>> start DOCUMENT

Consumers could pull back

Purda expects Canadians will pull back on big ticket purchases, like cars, appliances and furniture as interest rates rise.

And the biggest ticket purchase of all, housing, will not be unscathed. Overheated markets will finally cool and we may finally see the “soft landing” long predicted by the Bank of Canada and economists.

The timing of the interest rate increase – which has been predicted in past years without materializing – is no sure thing.

Although the U.S. Fed at its last rate announcement indicated it was most likely to move in the second quarter of 2015, much depends on economic indicators. Low oil prices have given a boost to the U.S. economy and left more money in people’s pockets, so there is a possibility the Fed could move even sooner.

TD Bank is predicting the Bank of Canada won’t move at the same time as the U.S. even though Canadian rates usually track what is happening in the U.S.

According to TD economist Leslie Preston, the rise may not happen here until the third quarter.

“We expect Canada to raise interest rates in October of 2015 – we expect two [quarter of a percentage] point interest rate hikes in the fourth quarter of 2015, so by the end of 2015, the overnight rate would be at 1.5 per cent – it’s currently at one per cent,” she told CBC News.

The challenge for Stephen Poloz

For Bank of Canada governor Stephen Poloz, this will be the first time he’s wielded one of the key tools in a central banker’s arsenal – the overnight interest rate which is the rate the central bank uses to lend to financial institutions.

And he’ll have to weigh inflation that currently seems quite high against the potential economic impact of higher rates.

The labour market is not yet operating near capacity, with many people still unemployed or underemployed, Preston said. And falling oil prices may slow capital spending and hiring, both in the oil patch and in sectors that supply it, such as equipment manufacturing.

“One of the challenges that emerged most recently are lower oil prices. Canada is a net oil exporter so when prices go down, it affects growth in Canada. This is a new headwind that’s come up,” Preston said.

While those factors may slow the Bank of Canada’s decision to raise rates, bond yields could rise in anticipation of a rate hike and that would affect fixed mortgage rates, according to RBC chief economist Craig Wright.

Wright said the rise in bond yields could catch people by surprise, as it may precede the Fed’s move on rates. Those who are looking to renew a mortgage in 2015 should watch what the banks do with their fixed mortgage rates, he said.

Renewing a mortgage? Lock in early

“What you tend to see is people anticipate a rise in mortgage rates and lock in,” he said, adding that only about 20 per cent of mortgage holders renew each year, so relatively few people will be affected.

>> end DOCUMENT

*PROBLEM A*. Quote the interest rate article from "The timing of" to "move even sooner.".
*PROBLEM B*. In the entries below, print the lines from the line with "Point to the swimmer's eyebrow" to the line with "(1123, 236)", both included, and nothing else.

>> start DATA PROVIDED

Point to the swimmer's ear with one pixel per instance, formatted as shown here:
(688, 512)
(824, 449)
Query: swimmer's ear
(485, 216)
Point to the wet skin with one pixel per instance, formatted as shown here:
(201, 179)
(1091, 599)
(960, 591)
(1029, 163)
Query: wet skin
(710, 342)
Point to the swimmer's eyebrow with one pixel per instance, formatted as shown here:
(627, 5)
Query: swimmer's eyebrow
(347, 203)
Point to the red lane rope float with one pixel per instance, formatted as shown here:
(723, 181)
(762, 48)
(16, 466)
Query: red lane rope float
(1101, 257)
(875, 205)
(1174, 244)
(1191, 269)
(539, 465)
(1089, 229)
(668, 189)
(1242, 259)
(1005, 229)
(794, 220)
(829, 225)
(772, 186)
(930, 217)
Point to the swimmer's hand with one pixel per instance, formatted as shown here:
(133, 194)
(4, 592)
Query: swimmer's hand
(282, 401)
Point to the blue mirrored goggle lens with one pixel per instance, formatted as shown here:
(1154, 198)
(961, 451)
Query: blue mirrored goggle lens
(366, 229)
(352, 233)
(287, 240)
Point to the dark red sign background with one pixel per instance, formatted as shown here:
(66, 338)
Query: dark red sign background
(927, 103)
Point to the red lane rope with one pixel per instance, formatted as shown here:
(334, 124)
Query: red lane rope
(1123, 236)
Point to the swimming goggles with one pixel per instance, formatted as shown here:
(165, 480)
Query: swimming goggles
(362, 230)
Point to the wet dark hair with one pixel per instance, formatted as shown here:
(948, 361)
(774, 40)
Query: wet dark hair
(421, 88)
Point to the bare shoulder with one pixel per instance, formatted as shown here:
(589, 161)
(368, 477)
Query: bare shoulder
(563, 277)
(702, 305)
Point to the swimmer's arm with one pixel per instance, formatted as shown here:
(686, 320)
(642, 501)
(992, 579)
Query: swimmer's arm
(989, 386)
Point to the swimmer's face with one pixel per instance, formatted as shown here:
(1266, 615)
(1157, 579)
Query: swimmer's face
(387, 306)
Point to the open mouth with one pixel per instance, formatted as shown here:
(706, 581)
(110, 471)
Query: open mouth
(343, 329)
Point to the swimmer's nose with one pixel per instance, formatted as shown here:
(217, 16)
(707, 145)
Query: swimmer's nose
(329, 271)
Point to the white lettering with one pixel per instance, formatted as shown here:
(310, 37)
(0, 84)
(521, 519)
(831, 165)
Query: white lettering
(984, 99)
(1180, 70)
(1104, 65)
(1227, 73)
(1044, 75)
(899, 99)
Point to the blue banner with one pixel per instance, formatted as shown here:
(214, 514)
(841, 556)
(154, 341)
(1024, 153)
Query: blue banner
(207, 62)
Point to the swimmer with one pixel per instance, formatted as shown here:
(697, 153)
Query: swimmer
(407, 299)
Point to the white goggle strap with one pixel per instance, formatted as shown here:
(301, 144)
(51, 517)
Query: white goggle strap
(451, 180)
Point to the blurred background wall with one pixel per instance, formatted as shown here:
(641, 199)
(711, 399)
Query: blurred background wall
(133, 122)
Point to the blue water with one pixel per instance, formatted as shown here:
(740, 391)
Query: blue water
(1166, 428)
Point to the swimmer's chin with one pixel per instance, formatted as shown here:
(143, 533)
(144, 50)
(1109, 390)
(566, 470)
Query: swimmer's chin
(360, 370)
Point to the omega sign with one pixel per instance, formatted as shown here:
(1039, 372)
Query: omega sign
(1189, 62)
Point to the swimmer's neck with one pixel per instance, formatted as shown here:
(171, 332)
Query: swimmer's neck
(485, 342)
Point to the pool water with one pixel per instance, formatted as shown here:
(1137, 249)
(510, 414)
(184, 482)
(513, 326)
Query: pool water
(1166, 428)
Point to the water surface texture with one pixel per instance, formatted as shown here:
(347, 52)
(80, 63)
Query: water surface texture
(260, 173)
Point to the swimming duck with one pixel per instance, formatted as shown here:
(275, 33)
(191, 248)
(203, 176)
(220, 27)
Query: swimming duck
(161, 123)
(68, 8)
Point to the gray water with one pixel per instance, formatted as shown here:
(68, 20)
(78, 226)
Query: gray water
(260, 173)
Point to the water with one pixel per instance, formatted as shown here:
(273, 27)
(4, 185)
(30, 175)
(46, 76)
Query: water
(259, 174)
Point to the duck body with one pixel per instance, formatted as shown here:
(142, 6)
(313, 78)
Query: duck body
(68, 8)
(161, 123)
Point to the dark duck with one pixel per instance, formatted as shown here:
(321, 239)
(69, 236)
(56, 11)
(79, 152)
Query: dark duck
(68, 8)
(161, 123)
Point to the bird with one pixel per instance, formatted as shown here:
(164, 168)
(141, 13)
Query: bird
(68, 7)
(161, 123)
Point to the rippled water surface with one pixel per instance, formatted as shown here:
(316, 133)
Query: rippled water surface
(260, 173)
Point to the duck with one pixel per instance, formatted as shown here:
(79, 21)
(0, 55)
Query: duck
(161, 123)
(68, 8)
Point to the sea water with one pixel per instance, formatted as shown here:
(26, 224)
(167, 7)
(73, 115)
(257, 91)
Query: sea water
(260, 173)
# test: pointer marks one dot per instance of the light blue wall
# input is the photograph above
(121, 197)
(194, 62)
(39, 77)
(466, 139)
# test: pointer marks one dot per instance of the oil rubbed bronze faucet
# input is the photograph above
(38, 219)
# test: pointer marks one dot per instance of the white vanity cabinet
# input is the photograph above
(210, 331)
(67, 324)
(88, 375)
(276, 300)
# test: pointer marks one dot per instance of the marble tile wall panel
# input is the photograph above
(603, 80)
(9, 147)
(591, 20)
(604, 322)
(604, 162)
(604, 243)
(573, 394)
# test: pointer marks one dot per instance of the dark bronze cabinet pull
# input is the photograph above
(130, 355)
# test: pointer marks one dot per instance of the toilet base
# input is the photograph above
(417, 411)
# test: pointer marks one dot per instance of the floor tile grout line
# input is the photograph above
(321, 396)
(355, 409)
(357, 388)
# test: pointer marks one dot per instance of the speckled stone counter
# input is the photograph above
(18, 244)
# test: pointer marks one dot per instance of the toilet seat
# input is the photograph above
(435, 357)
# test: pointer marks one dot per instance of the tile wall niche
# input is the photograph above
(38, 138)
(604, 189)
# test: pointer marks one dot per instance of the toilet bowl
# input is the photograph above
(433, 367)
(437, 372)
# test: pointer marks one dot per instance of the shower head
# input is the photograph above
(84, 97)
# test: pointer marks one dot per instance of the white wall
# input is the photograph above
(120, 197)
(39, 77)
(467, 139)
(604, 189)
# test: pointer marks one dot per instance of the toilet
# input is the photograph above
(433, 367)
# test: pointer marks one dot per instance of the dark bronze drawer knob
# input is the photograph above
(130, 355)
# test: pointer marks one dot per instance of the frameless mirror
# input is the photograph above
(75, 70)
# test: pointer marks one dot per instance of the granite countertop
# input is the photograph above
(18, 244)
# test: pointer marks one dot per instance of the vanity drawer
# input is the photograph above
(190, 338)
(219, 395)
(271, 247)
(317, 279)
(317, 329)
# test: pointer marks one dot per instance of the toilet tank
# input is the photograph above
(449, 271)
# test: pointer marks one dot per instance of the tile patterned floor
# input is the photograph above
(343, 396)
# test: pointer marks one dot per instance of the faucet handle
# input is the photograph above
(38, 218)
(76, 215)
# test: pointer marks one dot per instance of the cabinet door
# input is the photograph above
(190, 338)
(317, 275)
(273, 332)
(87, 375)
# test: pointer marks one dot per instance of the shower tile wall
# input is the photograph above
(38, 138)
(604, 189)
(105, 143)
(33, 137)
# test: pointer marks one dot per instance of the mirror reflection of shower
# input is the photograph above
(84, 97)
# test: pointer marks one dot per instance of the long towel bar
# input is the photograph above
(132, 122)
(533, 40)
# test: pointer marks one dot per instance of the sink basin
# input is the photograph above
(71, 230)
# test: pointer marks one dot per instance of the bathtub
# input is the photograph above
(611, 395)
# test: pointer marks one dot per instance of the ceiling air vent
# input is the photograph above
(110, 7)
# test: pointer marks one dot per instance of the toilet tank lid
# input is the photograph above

>> end DATA PROVIDED

*EXPECTED OUTPUT A*.
The timing of the interest rate increase – which has been predicted in past years without materializing – is no sure thing.

Although the U.S. Fed at its last rate announcement indicated it was most likely to move in the second quarter of 2015, much depends on economic indicators. Low oil prices have given a boost to the U.S. economy and left more money in people’s pockets, so there is a possibility the Fed could move even sooner.

*EXPECTED OUTPUT B*.
Point to the swimmer's eyebrow with one pixel per instance, formatted as shown here:
(627, 5)
Query: swimmer's eyebrow
(347, 203)
Point to the red lane rope float with one pixel per instance, formatted as shown here:
(723, 181)
(762, 48)
(16, 466)
Query: red lane rope float
(1101, 257)
(875, 205)
(1174, 244)
(1191, 269)
(539, 465)
(1089, 229)
(668, 189)
(1242, 259)
(1005, 229)
(794, 220)
(829, 225)
(772, 186)
(930, 217)
Point to the swimmer's hand with one pixel per instance, formatted as shown here:
(133, 194)
(4, 592)
Query: swimmer's hand
(282, 401)
Point to the blue mirrored goggle lens with one pixel per instance, formatted as shown here:
(1154, 198)
(961, 451)
Query: blue mirrored goggle lens
(366, 229)
(352, 233)
(287, 240)
Point to the dark red sign background with one pixel per instance, formatted as shown here:
(66, 338)
Query: dark red sign background
(927, 103)
Point to the red lane rope with one pixel per instance, formatted as shown here:
(334, 124)
Query: red lane rope
(1123, 236)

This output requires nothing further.